**RECORDS FOR THE TASK**
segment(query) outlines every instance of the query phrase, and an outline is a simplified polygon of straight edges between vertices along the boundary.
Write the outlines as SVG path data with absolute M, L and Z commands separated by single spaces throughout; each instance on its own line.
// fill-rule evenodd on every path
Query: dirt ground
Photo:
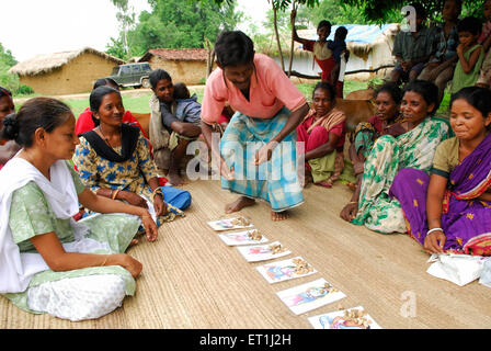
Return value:
M 363 306 L 382 328 L 470 329 L 491 326 L 490 288 L 478 281 L 458 286 L 426 269 L 426 254 L 407 235 L 381 235 L 342 220 L 351 191 L 305 189 L 305 203 L 288 220 L 273 223 L 263 202 L 242 210 L 270 241 L 278 240 L 318 272 L 270 284 L 236 247 L 226 246 L 208 220 L 224 217 L 236 195 L 216 180 L 185 185 L 193 204 L 184 218 L 160 227 L 159 239 L 145 239 L 128 253 L 144 264 L 135 296 L 99 318 L 71 322 L 31 315 L 0 297 L 0 329 L 310 329 L 308 317 Z M 271 262 L 271 261 L 267 261 Z M 346 297 L 295 315 L 278 291 L 323 278 Z

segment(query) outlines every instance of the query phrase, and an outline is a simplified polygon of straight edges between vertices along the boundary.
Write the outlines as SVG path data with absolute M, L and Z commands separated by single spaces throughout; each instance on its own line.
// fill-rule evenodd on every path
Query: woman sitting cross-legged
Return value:
M 28 100 L 3 120 L 2 137 L 23 149 L 0 171 L 0 293 L 71 320 L 119 307 L 142 269 L 126 248 L 141 223 L 157 239 L 149 212 L 84 188 L 67 161 L 79 139 L 65 103 Z M 79 203 L 104 214 L 75 222 Z
M 389 189 L 402 168 L 430 171 L 436 147 L 450 132 L 447 121 L 432 116 L 437 101 L 434 83 L 415 80 L 404 87 L 401 111 L 409 132 L 398 137 L 384 135 L 375 143 L 364 165 L 353 224 L 379 233 L 406 233 L 401 206 L 389 196 Z
M 80 135 L 73 162 L 81 180 L 96 194 L 148 207 L 157 225 L 184 216 L 191 194 L 160 186 L 148 140 L 140 129 L 122 122 L 125 109 L 119 91 L 99 87 L 90 94 L 99 126 Z
M 347 222 L 354 219 L 358 211 L 358 197 L 365 160 L 377 138 L 382 135 L 398 137 L 408 132 L 408 123 L 403 122 L 403 116 L 400 112 L 401 89 L 397 84 L 389 82 L 377 88 L 374 95 L 377 114 L 367 122 L 362 122 L 356 126 L 353 141 L 349 148 L 356 183 L 349 184 L 350 188 L 354 188 L 353 196 L 340 214 L 341 218 Z
M 491 92 L 463 88 L 452 97 L 455 137 L 436 149 L 430 176 L 402 169 L 390 195 L 409 235 L 429 253 L 491 254 Z
M 326 81 L 313 88 L 312 104 L 297 126 L 297 143 L 302 143 L 305 149 L 306 184 L 332 188 L 344 168 L 346 116 L 335 109 L 335 89 Z

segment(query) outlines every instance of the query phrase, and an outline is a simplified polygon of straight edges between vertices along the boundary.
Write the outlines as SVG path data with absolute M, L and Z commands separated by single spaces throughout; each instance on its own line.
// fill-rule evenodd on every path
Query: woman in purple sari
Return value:
M 389 195 L 409 235 L 429 253 L 491 254 L 491 92 L 468 87 L 452 97 L 455 137 L 438 145 L 433 168 L 399 171 Z

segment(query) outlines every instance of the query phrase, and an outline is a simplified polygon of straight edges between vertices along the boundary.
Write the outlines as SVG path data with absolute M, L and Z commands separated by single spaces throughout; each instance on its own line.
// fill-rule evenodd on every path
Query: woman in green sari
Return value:
M 389 189 L 402 168 L 429 171 L 436 146 L 449 137 L 448 122 L 433 116 L 437 104 L 434 83 L 416 80 L 404 87 L 401 112 L 409 131 L 398 137 L 384 135 L 375 143 L 364 165 L 353 224 L 385 234 L 406 233 L 401 206 L 389 197 Z

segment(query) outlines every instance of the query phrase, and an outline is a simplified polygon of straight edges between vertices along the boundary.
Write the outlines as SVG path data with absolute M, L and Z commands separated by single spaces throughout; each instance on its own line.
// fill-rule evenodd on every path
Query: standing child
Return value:
M 334 33 L 334 41 L 328 41 L 328 47 L 332 50 L 335 65 L 331 72 L 331 81 L 336 89 L 336 97 L 343 98 L 343 81 L 340 81 L 341 60 L 344 59 L 347 63 L 350 52 L 346 47 L 347 30 L 344 26 L 338 27 Z M 345 54 L 345 55 L 343 55 Z
M 438 87 L 438 102 L 442 102 L 445 88 L 454 77 L 458 61 L 458 16 L 463 8 L 461 0 L 445 0 L 442 9 L 444 22 L 433 27 L 435 53 L 424 66 L 418 79 L 434 82 Z
M 335 90 L 327 81 L 313 88 L 312 105 L 297 126 L 297 143 L 305 147 L 306 183 L 332 188 L 344 168 L 346 116 L 335 109 Z
M 201 125 L 202 105 L 197 102 L 196 94 L 191 97 L 186 84 L 179 82 L 174 84 L 174 99 L 178 103 L 175 107 L 175 117 L 186 123 Z
M 488 53 L 489 47 L 491 46 L 491 0 L 484 1 L 483 8 L 487 21 L 482 24 L 482 31 L 478 43 L 482 45 L 484 53 Z
M 392 55 L 397 64 L 390 72 L 391 82 L 415 80 L 433 53 L 432 32 L 423 25 L 426 18 L 424 8 L 419 3 L 411 5 L 416 11 L 415 32 L 401 31 L 396 36 Z
M 453 95 L 455 137 L 436 148 L 430 176 L 399 171 L 390 189 L 409 235 L 429 253 L 491 253 L 491 92 L 467 87 Z
M 465 18 L 457 25 L 460 44 L 457 46 L 458 63 L 452 80 L 452 93 L 475 86 L 484 60 L 484 49 L 478 44 L 481 24 L 473 16 Z

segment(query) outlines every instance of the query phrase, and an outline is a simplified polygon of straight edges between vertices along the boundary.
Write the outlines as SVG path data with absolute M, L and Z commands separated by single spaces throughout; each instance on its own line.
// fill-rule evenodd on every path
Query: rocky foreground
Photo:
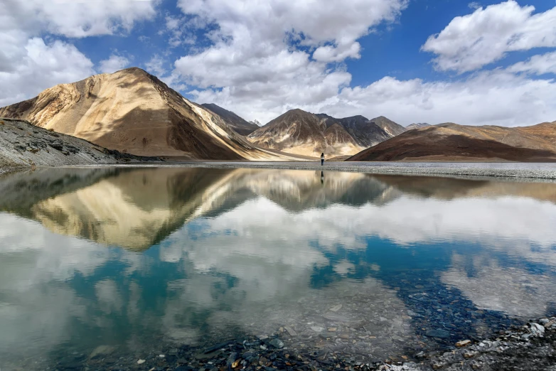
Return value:
M 287 331 L 287 329 L 285 330 Z M 279 335 L 230 339 L 208 347 L 168 348 L 149 354 L 121 357 L 108 346 L 98 347 L 88 357 L 60 360 L 55 370 L 145 370 L 161 371 L 225 371 L 277 370 L 317 371 L 467 371 L 556 370 L 556 317 L 513 327 L 489 340 L 466 340 L 448 351 L 419 353 L 371 363 L 324 350 L 288 349 Z
M 60 166 L 145 163 L 139 157 L 107 149 L 83 139 L 32 125 L 25 120 L 0 118 L 0 173 L 29 166 Z

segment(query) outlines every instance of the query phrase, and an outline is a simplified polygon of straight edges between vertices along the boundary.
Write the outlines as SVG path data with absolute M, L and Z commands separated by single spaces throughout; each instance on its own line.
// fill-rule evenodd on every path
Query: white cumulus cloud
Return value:
M 122 55 L 112 54 L 110 58 L 100 61 L 100 72 L 112 73 L 129 65 L 129 60 Z
M 533 14 L 535 7 L 510 0 L 454 18 L 422 50 L 437 55 L 439 70 L 472 71 L 508 52 L 556 47 L 556 7 Z

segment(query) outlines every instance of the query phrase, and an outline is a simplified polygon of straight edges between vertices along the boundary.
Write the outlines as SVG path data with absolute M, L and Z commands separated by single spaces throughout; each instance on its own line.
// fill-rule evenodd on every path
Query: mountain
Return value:
M 414 129 L 421 129 L 422 127 L 429 127 L 430 125 L 427 124 L 426 122 L 417 122 L 416 124 L 412 124 L 410 125 L 407 125 L 405 127 L 405 130 L 413 130 Z
M 220 116 L 137 68 L 55 86 L 0 108 L 2 116 L 136 155 L 292 159 L 256 148 Z
M 234 112 L 225 109 L 221 107 L 217 106 L 213 103 L 205 103 L 201 104 L 203 107 L 222 117 L 228 126 L 235 130 L 241 135 L 249 135 L 257 129 L 260 125 L 248 122 L 242 119 Z
M 525 127 L 453 123 L 407 131 L 348 161 L 556 161 L 556 122 Z
M 83 139 L 50 131 L 30 122 L 0 118 L 0 173 L 9 168 L 92 165 L 159 160 L 111 151 Z
M 392 137 L 383 128 L 363 116 L 338 119 L 357 144 L 363 148 L 368 148 Z
M 384 116 L 375 117 L 371 120 L 371 122 L 376 124 L 380 129 L 385 131 L 390 136 L 395 136 L 405 131 L 405 128 L 393 121 L 387 119 Z

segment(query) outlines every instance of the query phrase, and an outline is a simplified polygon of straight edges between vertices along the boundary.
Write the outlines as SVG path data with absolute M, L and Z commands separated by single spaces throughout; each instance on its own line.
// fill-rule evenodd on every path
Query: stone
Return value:
M 284 348 L 284 343 L 279 338 L 272 339 L 269 344 L 278 349 Z
M 99 345 L 91 352 L 89 358 L 94 358 L 99 355 L 106 355 L 114 352 L 114 347 L 110 345 Z
M 284 326 L 284 328 L 286 329 L 286 331 L 288 332 L 288 333 L 289 334 L 290 336 L 296 336 L 297 335 L 297 333 L 295 332 L 295 330 L 294 330 L 290 326 Z
M 467 345 L 469 345 L 471 343 L 471 340 L 464 340 L 458 341 L 457 343 L 456 343 L 456 346 L 458 347 L 458 348 L 463 348 L 463 347 L 466 347 Z
M 542 336 L 545 334 L 545 327 L 538 323 L 531 323 L 531 334 L 533 336 Z
M 429 330 L 425 333 L 425 335 L 431 338 L 440 338 L 441 339 L 446 339 L 450 337 L 450 333 L 440 328 Z

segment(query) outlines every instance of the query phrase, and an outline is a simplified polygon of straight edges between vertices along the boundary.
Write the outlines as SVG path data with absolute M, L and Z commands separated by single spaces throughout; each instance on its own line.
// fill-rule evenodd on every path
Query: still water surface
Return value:
M 284 326 L 289 347 L 411 356 L 550 314 L 552 183 L 184 168 L 0 178 L 2 370 Z

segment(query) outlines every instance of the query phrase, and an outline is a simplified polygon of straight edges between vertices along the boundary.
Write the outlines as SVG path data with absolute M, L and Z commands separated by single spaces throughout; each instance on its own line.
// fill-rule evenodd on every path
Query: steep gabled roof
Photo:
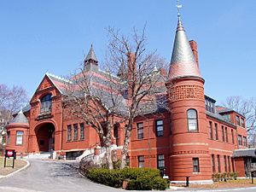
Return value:
M 22 113 L 22 110 L 20 110 L 16 117 L 15 117 L 12 120 L 10 120 L 9 125 L 11 124 L 28 124 L 28 120 L 26 117 Z
M 97 61 L 97 58 L 96 58 L 96 54 L 95 54 L 95 52 L 94 52 L 92 44 L 90 45 L 90 50 L 89 50 L 89 53 L 87 54 L 87 55 L 86 55 L 86 57 L 85 57 L 85 59 L 84 59 L 85 61 L 90 61 L 90 60 L 95 61 L 96 61 L 96 62 L 98 61 Z

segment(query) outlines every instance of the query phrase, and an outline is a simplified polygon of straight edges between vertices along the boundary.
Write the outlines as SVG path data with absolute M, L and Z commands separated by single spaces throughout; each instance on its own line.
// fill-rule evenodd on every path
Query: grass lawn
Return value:
M 213 184 L 189 184 L 189 188 L 196 189 L 223 189 L 223 188 L 244 188 L 244 187 L 256 187 L 256 178 L 253 179 L 237 179 L 230 180 L 227 182 L 214 182 Z
M 13 163 L 13 159 L 6 159 L 7 160 L 7 166 L 11 166 Z M 3 161 L 4 158 L 0 157 L 0 176 L 8 175 L 13 172 L 15 172 L 18 169 L 20 169 L 21 167 L 25 166 L 26 165 L 26 162 L 25 160 L 16 160 L 15 162 L 15 168 L 13 167 L 4 167 L 3 168 Z

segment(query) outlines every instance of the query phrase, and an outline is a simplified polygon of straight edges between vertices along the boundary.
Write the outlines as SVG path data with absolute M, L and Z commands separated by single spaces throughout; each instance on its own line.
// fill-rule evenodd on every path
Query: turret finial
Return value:
M 178 22 L 181 22 L 181 15 L 180 15 L 180 9 L 182 9 L 183 5 L 180 4 L 179 0 L 177 0 L 177 18 L 178 18 Z

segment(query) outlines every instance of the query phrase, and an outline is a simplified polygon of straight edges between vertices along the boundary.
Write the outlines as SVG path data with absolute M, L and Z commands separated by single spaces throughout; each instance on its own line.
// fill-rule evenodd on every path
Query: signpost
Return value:
M 6 150 L 4 155 L 4 165 L 3 166 L 6 167 L 6 158 L 9 159 L 10 157 L 13 158 L 13 166 L 11 167 L 15 168 L 15 160 L 16 160 L 16 152 L 15 150 Z
M 256 171 L 252 172 L 252 183 L 253 183 L 253 177 L 256 177 Z

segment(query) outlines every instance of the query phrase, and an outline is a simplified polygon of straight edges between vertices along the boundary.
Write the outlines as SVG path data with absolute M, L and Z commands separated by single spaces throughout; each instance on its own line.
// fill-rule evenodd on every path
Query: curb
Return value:
M 247 189 L 256 189 L 256 187 L 246 187 L 246 188 L 233 188 L 233 189 L 191 189 L 188 190 L 179 190 L 177 189 L 167 189 L 166 191 L 177 191 L 177 192 L 224 192 L 224 191 L 243 191 Z
M 15 172 L 11 172 L 11 173 L 9 173 L 9 174 L 8 174 L 8 175 L 0 176 L 0 178 L 7 178 L 7 177 L 11 177 L 11 176 L 15 175 L 15 174 L 17 173 L 17 172 L 20 172 L 20 171 L 22 171 L 22 170 L 24 170 L 24 169 L 26 169 L 28 166 L 30 166 L 30 162 L 29 162 L 28 160 L 26 160 L 26 165 L 25 166 L 23 166 L 23 167 L 21 167 L 20 169 L 18 169 L 18 170 L 16 170 Z

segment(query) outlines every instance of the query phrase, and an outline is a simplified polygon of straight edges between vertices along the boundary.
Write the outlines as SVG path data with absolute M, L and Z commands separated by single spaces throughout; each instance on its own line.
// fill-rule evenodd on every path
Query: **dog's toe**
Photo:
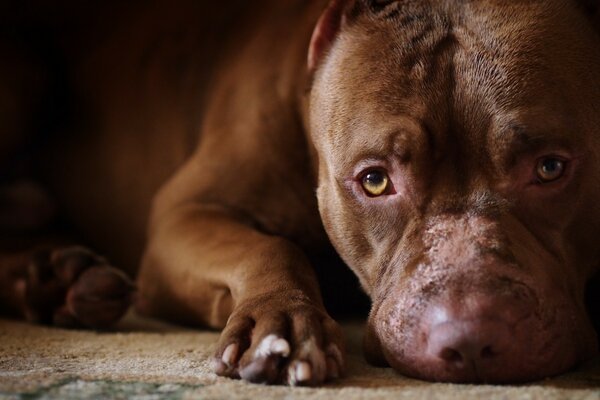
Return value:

**PROBLEM TO SOLVE**
Substitute "muddy ground" for "dirt ground" in the rows, starting with the first line of the rows and going on through the line with "M 363 306 L", and give those lines again with everything else unchanged. Leave the pictures out of the answer.

**ANSWER TO THIS PROBLEM**
segment(query) outlines every instance of the query phrase, and an outline is a simplified polygon of straight edges between vertices along the boundary.
Write the outlines as SVG path data with absolute M, L and Z commands separated by single spaces throughout; each instance on its own line.
// fill-rule evenodd on every path
Query: muddy ground
Photo:
Return value:
M 363 306 L 382 328 L 470 329 L 491 326 L 490 288 L 478 281 L 458 286 L 426 269 L 426 254 L 407 235 L 381 235 L 342 220 L 351 191 L 305 189 L 305 203 L 288 220 L 273 223 L 263 202 L 242 210 L 270 241 L 278 240 L 318 272 L 270 284 L 236 247 L 226 246 L 208 220 L 224 217 L 236 195 L 216 180 L 185 185 L 193 204 L 184 218 L 160 227 L 159 239 L 145 239 L 128 253 L 144 264 L 135 296 L 99 318 L 71 322 L 31 315 L 0 297 L 0 329 L 310 329 L 308 317 Z M 271 262 L 271 261 L 267 261 Z M 346 297 L 295 315 L 278 291 L 323 278 Z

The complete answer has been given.